読解文 =

+ + +

亜急性脊髄連合変性症(subacute combined degeneration of spinal cord)とは、体内のビタミンB12が著しく不足することで起こる神経系の疾患です。
ビタミンB12は神経細胞を覆う髄鞘(ずいしょう)の維持に欠かせない栄養素で、不足すると、神経細胞間の信号伝達に支障をきたします。
症状は、手足のしびれや痛み、感覚が鈍くなる、筋力が低下する、歩行が不安定になる、などです。
また、めまいや疲労感、記憶力の低下といった症状も現れます。
亜急性脊髄連合変性症の主な症状
亜急性脊髄連合変性症は、ビタミンB12欠乏に起因する神経系障害を特徴とし、感覚異常と運動機能低下が主な症状です。

+ + +

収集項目
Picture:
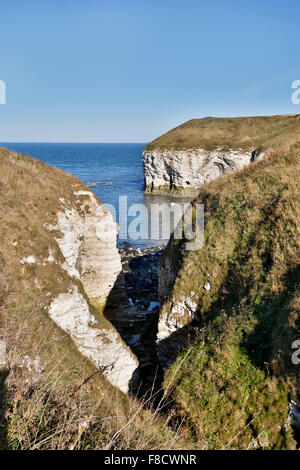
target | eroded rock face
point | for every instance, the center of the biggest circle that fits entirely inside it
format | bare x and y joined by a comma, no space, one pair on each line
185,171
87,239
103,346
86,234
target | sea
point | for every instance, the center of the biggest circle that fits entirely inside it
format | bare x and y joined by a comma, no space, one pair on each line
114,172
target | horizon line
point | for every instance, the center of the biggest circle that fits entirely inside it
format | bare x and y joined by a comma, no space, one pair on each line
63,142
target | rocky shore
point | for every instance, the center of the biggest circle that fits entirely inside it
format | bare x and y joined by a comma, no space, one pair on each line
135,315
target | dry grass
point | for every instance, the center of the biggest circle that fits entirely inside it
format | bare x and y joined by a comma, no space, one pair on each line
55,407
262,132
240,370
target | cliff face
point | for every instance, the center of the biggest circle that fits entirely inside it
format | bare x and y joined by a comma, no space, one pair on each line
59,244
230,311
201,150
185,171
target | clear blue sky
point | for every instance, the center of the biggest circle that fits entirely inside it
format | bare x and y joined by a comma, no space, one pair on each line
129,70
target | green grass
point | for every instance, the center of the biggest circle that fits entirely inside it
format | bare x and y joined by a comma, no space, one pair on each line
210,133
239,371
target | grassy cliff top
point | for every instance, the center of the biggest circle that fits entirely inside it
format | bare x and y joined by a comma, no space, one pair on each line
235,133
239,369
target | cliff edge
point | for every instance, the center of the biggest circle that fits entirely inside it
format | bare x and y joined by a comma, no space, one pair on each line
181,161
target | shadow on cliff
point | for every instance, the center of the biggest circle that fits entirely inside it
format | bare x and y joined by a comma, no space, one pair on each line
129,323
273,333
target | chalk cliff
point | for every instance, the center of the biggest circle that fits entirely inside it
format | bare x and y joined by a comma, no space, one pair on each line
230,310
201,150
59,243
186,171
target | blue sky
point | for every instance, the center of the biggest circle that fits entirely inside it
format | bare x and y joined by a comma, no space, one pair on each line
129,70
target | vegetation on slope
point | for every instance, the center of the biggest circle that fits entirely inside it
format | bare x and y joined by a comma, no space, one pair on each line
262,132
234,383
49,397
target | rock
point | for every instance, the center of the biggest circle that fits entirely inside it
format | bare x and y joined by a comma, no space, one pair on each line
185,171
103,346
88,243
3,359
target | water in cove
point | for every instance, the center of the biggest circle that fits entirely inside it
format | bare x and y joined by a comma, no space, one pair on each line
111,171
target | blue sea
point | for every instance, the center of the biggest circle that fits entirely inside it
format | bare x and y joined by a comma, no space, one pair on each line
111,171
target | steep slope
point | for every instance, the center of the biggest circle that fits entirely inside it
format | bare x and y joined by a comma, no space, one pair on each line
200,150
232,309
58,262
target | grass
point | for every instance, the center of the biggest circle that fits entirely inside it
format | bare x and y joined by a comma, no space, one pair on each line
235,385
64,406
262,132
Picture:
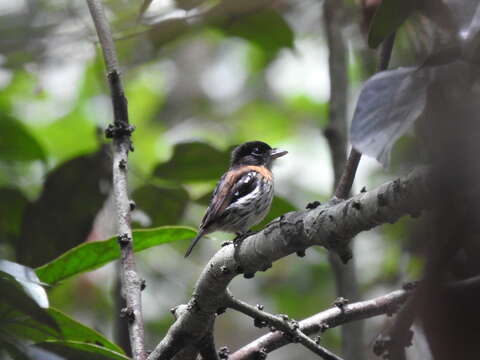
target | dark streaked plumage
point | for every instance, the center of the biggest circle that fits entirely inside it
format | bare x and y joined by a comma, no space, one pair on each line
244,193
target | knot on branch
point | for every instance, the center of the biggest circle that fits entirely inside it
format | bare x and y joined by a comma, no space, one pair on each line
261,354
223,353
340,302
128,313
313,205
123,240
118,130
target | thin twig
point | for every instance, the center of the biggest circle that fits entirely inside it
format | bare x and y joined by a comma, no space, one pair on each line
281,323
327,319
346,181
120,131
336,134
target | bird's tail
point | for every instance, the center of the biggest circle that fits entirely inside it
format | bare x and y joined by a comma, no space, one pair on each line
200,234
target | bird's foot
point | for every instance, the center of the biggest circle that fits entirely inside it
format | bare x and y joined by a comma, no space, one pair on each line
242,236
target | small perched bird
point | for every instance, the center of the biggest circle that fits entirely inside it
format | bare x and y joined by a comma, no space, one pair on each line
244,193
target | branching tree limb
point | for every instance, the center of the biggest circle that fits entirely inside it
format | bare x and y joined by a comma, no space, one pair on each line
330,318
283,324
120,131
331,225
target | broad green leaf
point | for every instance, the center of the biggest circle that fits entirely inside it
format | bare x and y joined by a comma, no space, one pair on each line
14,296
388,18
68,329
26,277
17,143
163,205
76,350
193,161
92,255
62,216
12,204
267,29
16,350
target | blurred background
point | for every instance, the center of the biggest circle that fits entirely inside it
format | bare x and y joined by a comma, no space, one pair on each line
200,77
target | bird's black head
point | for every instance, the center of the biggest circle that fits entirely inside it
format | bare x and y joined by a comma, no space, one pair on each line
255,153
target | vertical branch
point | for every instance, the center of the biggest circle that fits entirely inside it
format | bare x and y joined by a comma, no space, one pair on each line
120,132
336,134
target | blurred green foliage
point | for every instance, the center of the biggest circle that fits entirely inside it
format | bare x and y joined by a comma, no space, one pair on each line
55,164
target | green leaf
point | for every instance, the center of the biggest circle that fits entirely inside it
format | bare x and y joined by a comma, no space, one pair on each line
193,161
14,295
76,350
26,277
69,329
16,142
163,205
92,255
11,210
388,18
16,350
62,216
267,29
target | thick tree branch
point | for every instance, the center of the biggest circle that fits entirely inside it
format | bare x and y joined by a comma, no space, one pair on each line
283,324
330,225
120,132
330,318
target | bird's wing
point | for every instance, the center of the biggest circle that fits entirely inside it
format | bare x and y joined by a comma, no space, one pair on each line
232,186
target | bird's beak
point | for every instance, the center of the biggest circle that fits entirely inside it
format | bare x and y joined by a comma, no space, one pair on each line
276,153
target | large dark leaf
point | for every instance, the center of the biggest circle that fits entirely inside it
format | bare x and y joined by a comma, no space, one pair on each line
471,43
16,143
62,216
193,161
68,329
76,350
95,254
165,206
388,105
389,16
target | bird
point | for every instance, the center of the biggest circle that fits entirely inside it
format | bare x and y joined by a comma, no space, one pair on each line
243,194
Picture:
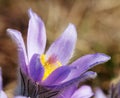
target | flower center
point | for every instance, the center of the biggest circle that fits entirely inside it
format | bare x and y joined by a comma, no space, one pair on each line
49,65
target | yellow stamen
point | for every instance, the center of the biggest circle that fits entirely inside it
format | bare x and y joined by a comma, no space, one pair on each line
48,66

+ + +

実施課題 =
1) 亜急性脊髄連合変性症の文章にある「また、めまいや疲労感、記憶力の低下といった症状も現れます。」という一文を英語に訳してください。
2) 亜急性脊髄連合変性症の文章から、「ビタミンB12は神経細胞を覆」を含む語句で始まり「運動機能低下が主な症状です。」で終わる部分を、「神経細胞」を「ニューロン」と呼び替えて書き直してください。
3) 亜急性脊髄連合変性症の文章の続きを、最後の文の後から書いてください。
資料の内容は、亜急性脊髄連合変性症の文章とは関係がありません。

課題の解答 =
1) In addition, symptoms such as dizziness, fatigue, and memory decline also appear.

2)
ビタミンB12はニューロンを覆う髄鞘(ずいしょう)の維持に欠かせない栄養素で、不足すると、ニューロン間の信号伝達に支障をきたします。
症状は、手足のしびれや痛み、感覚が鈍くなる、筋力が低下する、歩行が不安定になる、などです。
また、めまいや疲労感、記憶力の低下といった症状も現れます。
亜急性脊髄連合変性症の主な症状
亜急性脊髄連合変性症は、ビタミンB12欠乏に起因する神経系障害を特徴とし、感覚異常と運動機能低下が主な症状です。

3)
感覚障害
亜急性脊髄連合変性症において最もよく見られる症状は、感覚障害です。
四肢末端、特に下肢遠位部から始まる異常感覚を呈し、感覚異常は、しびれ、疼痛、チクチク感など多様な形態で現れます。
日が経つと、症状は体の中心部へと広がります。
感覚障害の種類 | 特徴 |
しびれ感 | 四肢末端から出現 |
疼痛 | 鋭痛または鈍痛 |
異常感覚 | チクチク感、ピリピリ感 |
触覚や温度を感じる能力が鈍くなるため、怪我や火傷のリスクが高まるので、注意が必要です。
運動機能障害
感覚障害に続いて、脊髄の神経伝導路障害が原因で運動機能の低下が現れます。
初期の段階では、繊細な動きをコントロールすることが難しくなります。
観察される症状
- ボタンの着脱困難
- 握筆障害
- 箸使用時の不器用さ
症状が進むとより広い範囲で運動障害が生じ、歩く際のふらつきや、体のバランスを保つことの難しさが目立つようになります。
症状が重い場合、立ち上がったり歩いたりすること自体が困難になることも。
深部腱反射の変化
深部腱反射の変化も、亜急性脊髄連合変性症の特徴的な症状の一つです。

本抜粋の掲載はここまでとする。